WORK INSTRUCTION =
Report every line of the material that contains the string "floral".
===============
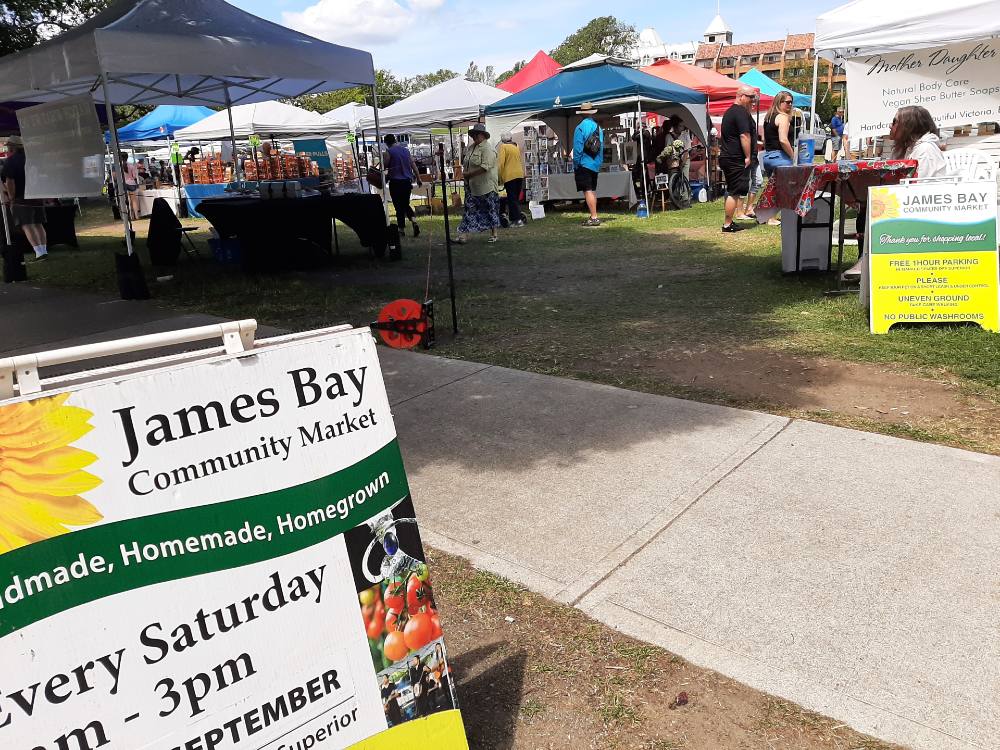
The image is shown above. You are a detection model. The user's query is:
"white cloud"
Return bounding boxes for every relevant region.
[283,0,413,46]
[410,0,446,9]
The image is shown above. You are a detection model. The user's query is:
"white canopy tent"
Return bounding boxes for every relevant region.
[174,100,335,140]
[0,0,375,106]
[321,103,373,174]
[0,0,380,258]
[814,0,1000,56]
[358,77,508,131]
[809,0,1000,130]
[324,102,374,134]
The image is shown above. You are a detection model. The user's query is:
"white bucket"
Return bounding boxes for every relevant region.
[529,201,545,220]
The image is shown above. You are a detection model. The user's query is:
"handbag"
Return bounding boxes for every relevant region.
[367,166,384,189]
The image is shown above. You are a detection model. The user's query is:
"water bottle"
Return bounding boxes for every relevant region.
[636,199,649,219]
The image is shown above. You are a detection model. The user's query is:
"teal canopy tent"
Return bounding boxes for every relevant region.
[738,68,811,108]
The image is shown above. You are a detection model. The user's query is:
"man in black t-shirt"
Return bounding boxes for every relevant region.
[1,137,47,258]
[719,85,758,233]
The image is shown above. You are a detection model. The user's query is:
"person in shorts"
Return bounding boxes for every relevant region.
[1,136,47,259]
[719,85,758,233]
[573,102,603,227]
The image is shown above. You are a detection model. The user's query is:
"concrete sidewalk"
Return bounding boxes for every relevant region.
[4,286,996,750]
[379,351,998,750]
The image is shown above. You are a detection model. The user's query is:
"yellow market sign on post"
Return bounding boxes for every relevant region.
[868,180,1000,334]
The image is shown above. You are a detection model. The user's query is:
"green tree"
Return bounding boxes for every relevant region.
[779,58,838,122]
[549,16,636,66]
[0,0,110,55]
[407,68,457,94]
[0,1,156,123]
[288,68,410,114]
[463,61,495,86]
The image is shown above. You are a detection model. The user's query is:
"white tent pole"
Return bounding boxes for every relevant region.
[810,54,821,134]
[223,84,241,182]
[370,84,389,222]
[101,73,135,256]
[637,99,648,208]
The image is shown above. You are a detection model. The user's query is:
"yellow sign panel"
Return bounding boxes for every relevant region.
[868,181,1000,334]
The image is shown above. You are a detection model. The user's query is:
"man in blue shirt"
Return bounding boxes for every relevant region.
[383,134,420,237]
[573,102,604,227]
[830,108,845,157]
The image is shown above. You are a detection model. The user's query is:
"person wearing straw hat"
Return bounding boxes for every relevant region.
[573,102,603,227]
[1,136,47,259]
[454,123,500,244]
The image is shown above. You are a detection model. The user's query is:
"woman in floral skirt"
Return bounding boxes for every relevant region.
[455,124,500,244]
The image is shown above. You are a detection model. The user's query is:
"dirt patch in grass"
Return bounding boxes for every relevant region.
[574,346,1000,452]
[430,547,902,750]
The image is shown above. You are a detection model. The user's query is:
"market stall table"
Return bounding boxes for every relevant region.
[196,192,387,273]
[545,171,637,205]
[136,188,182,217]
[756,159,918,278]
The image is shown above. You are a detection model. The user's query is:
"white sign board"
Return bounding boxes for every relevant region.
[0,328,469,750]
[16,94,106,199]
[846,39,1000,140]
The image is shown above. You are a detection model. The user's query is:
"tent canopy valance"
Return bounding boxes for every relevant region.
[0,0,375,107]
[814,0,1000,57]
[738,68,809,108]
[484,61,709,144]
[174,100,335,140]
[358,77,509,131]
[114,104,214,142]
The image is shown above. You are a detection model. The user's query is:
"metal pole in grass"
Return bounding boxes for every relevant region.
[223,84,241,183]
[637,99,648,208]
[101,74,134,255]
[437,142,458,335]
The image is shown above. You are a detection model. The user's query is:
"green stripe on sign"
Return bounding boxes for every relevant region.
[0,440,408,636]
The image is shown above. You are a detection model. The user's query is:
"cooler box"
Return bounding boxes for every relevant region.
[780,193,832,272]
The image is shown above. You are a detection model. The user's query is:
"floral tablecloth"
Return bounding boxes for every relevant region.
[755,160,919,223]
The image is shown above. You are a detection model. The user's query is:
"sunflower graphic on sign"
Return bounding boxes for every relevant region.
[870,189,901,220]
[0,394,102,554]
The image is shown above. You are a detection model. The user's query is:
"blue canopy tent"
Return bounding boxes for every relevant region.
[738,68,811,108]
[114,104,214,142]
[484,58,709,200]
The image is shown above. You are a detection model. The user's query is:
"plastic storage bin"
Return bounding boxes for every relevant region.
[780,193,832,272]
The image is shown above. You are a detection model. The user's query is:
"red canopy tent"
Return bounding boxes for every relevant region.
[641,58,773,116]
[497,50,562,94]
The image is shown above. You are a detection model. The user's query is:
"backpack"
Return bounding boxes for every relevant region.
[583,126,602,158]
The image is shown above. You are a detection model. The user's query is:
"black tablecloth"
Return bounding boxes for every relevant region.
[197,193,387,273]
[44,204,79,249]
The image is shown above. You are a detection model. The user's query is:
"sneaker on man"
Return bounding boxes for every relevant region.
[721,223,743,233]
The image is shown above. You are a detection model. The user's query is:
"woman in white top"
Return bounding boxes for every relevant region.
[890,105,947,178]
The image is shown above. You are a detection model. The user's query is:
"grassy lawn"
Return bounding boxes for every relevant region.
[33,198,1000,452]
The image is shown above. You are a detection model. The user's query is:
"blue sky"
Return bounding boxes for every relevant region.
[232,1,823,77]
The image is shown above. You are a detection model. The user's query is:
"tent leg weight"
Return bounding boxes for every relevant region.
[114,248,150,300]
[387,224,402,262]
[3,239,26,283]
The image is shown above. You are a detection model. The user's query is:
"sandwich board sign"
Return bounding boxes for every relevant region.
[0,326,468,750]
[867,179,1000,333]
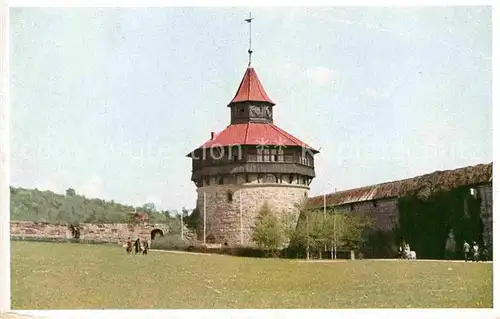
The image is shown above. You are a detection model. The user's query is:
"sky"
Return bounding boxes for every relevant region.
[9,7,492,211]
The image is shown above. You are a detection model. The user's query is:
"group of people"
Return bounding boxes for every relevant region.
[463,241,488,262]
[126,237,149,255]
[398,243,416,260]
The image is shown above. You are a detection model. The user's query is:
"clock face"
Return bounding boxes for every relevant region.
[250,105,261,117]
[250,105,272,118]
[263,106,272,117]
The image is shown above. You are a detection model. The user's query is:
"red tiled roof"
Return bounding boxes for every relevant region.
[188,123,318,155]
[229,67,275,105]
[308,163,492,208]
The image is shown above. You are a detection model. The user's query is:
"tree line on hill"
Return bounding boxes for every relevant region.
[10,186,196,228]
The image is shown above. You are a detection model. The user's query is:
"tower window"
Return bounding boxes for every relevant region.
[218,176,224,185]
[263,174,277,183]
[263,149,270,162]
[257,148,263,162]
[227,191,233,202]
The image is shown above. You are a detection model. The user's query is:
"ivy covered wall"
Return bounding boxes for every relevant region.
[395,186,484,259]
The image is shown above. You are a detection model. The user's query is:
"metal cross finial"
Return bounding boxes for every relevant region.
[244,12,254,66]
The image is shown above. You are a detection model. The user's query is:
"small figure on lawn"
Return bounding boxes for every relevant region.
[463,241,470,262]
[472,242,480,262]
[134,237,141,254]
[482,246,489,261]
[126,237,132,254]
[142,239,149,255]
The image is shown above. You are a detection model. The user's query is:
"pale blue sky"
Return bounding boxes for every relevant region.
[10,7,492,211]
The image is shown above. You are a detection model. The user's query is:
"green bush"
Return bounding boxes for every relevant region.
[150,235,189,251]
[185,245,270,258]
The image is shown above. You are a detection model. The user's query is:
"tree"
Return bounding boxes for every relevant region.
[251,202,285,256]
[168,215,182,236]
[342,215,373,250]
[290,198,314,259]
[183,208,199,231]
[161,210,172,219]
[142,202,157,213]
[293,210,313,259]
[281,209,298,247]
[291,206,373,259]
[322,211,348,259]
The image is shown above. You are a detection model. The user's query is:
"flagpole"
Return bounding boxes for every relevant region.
[203,192,206,246]
[240,189,243,245]
[180,204,184,241]
[324,191,327,254]
[334,187,337,259]
[244,12,254,66]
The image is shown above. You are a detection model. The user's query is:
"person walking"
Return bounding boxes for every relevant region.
[134,237,141,254]
[142,239,149,255]
[126,237,132,254]
[463,241,470,262]
[482,246,489,261]
[472,242,480,262]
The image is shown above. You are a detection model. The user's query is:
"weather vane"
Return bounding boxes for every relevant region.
[244,12,254,66]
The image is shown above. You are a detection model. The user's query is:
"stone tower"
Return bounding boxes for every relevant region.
[187,66,318,247]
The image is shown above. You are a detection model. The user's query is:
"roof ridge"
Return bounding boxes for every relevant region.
[309,162,493,206]
[270,123,314,149]
[266,123,292,144]
[243,122,250,144]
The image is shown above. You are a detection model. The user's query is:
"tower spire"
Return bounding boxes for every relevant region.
[244,12,254,67]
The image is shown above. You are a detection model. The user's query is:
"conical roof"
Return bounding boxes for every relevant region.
[228,67,275,105]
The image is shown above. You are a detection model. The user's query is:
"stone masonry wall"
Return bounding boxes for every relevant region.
[333,198,400,232]
[196,183,309,246]
[11,221,70,239]
[11,221,170,245]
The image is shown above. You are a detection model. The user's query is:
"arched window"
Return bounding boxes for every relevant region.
[206,234,216,244]
[263,174,277,183]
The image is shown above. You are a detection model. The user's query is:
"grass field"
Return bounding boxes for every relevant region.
[10,241,492,309]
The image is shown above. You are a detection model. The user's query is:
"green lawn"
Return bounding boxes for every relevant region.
[10,241,492,309]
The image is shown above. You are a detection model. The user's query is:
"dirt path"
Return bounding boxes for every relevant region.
[149,250,493,263]
[149,249,219,256]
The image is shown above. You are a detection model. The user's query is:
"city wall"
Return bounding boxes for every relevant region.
[10,221,170,245]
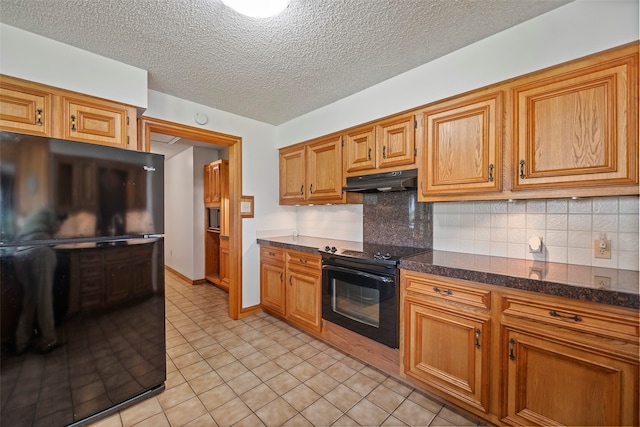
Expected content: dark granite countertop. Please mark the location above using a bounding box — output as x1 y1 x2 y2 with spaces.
257 236 640 310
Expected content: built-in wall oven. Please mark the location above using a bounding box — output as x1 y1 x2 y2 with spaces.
321 244 426 349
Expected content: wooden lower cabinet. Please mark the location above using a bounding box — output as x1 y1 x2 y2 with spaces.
404 297 490 413
402 272 492 415
400 270 640 426
260 245 322 334
219 237 229 290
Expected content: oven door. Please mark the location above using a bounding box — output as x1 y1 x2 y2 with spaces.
322 263 398 348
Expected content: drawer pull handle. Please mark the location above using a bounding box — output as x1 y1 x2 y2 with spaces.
309 184 313 194
368 147 372 161
382 145 387 159
519 160 525 179
509 338 516 360
280 272 283 282
488 163 494 182
433 287 452 295
474 328 481 349
289 275 292 286
299 258 307 264
268 251 275 256
300 185 304 195
549 310 582 322
36 108 43 126
71 114 77 131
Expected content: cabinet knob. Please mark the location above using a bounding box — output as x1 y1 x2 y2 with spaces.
70 114 77 131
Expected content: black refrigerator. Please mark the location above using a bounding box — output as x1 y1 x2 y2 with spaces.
0 131 166 426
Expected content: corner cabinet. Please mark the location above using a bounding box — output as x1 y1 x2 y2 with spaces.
419 90 503 198
260 245 322 335
512 43 638 191
279 134 346 205
400 269 640 426
344 112 417 175
0 75 137 150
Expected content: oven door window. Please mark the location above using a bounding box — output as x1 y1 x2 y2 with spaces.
332 279 380 327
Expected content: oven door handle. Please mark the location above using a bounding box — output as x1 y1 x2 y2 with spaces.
322 264 395 283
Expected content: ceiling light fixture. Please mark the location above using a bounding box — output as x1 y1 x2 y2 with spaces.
221 0 290 18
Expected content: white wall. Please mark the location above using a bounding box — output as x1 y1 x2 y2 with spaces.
165 147 196 278
0 24 147 110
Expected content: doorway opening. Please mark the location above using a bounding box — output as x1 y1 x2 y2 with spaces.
138 116 245 319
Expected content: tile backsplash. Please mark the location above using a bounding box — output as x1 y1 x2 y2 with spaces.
433 196 639 271
292 194 638 271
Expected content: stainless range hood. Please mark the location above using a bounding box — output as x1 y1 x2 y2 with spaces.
343 169 418 193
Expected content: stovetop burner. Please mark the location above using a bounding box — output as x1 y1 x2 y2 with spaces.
320 243 428 265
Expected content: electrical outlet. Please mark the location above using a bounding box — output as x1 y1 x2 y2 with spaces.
593 275 612 289
594 239 611 259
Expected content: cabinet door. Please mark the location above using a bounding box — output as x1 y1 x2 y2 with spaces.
287 264 322 333
512 49 638 190
62 95 132 149
219 238 230 290
376 113 416 170
306 135 343 203
421 91 502 197
345 125 376 173
210 162 221 204
0 79 52 137
279 145 306 204
503 328 638 427
260 261 286 315
204 164 212 204
404 297 490 413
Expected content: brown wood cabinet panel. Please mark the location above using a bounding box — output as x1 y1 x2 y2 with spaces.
219 237 230 291
62 95 132 149
376 113 416 170
502 328 638 427
0 79 52 137
305 135 343 203
344 125 376 173
260 247 286 316
279 145 306 204
260 246 322 334
512 45 638 190
421 91 502 197
404 296 491 413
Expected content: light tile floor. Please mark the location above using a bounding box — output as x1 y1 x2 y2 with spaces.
91 270 486 427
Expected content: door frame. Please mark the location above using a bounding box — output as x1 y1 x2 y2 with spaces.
138 116 243 319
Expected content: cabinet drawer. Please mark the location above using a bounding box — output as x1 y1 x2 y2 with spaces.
286 251 321 269
261 246 286 263
502 294 639 342
403 272 491 310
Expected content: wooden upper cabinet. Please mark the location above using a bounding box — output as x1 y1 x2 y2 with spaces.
279 144 307 204
62 94 134 149
279 134 345 205
204 159 228 207
306 135 343 203
344 125 376 173
345 112 416 175
420 91 503 198
512 44 638 190
0 79 52 137
0 75 137 150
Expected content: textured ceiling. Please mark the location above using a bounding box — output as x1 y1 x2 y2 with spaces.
0 0 572 125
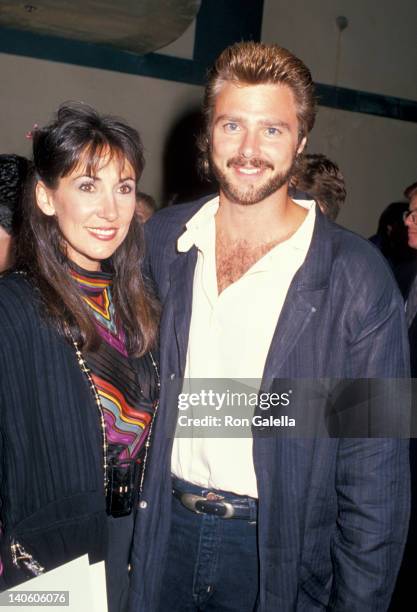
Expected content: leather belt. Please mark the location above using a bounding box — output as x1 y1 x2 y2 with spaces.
172 487 257 520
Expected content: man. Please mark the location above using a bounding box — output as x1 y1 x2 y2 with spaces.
136 190 157 223
404 183 417 256
290 152 346 220
0 154 29 272
404 183 417 235
370 201 411 261
403 182 417 373
389 183 417 611
129 42 410 611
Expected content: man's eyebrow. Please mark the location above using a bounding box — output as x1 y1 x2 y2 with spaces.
214 115 291 131
214 114 243 124
259 119 291 131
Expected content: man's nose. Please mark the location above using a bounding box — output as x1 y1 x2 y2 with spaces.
239 129 259 159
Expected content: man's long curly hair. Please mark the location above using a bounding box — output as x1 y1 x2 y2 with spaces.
197 41 317 179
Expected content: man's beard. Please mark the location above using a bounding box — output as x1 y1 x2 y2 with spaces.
210 154 298 206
===============
TASK ANSWER =
"woman in floral skirt"
"floral tablecloth"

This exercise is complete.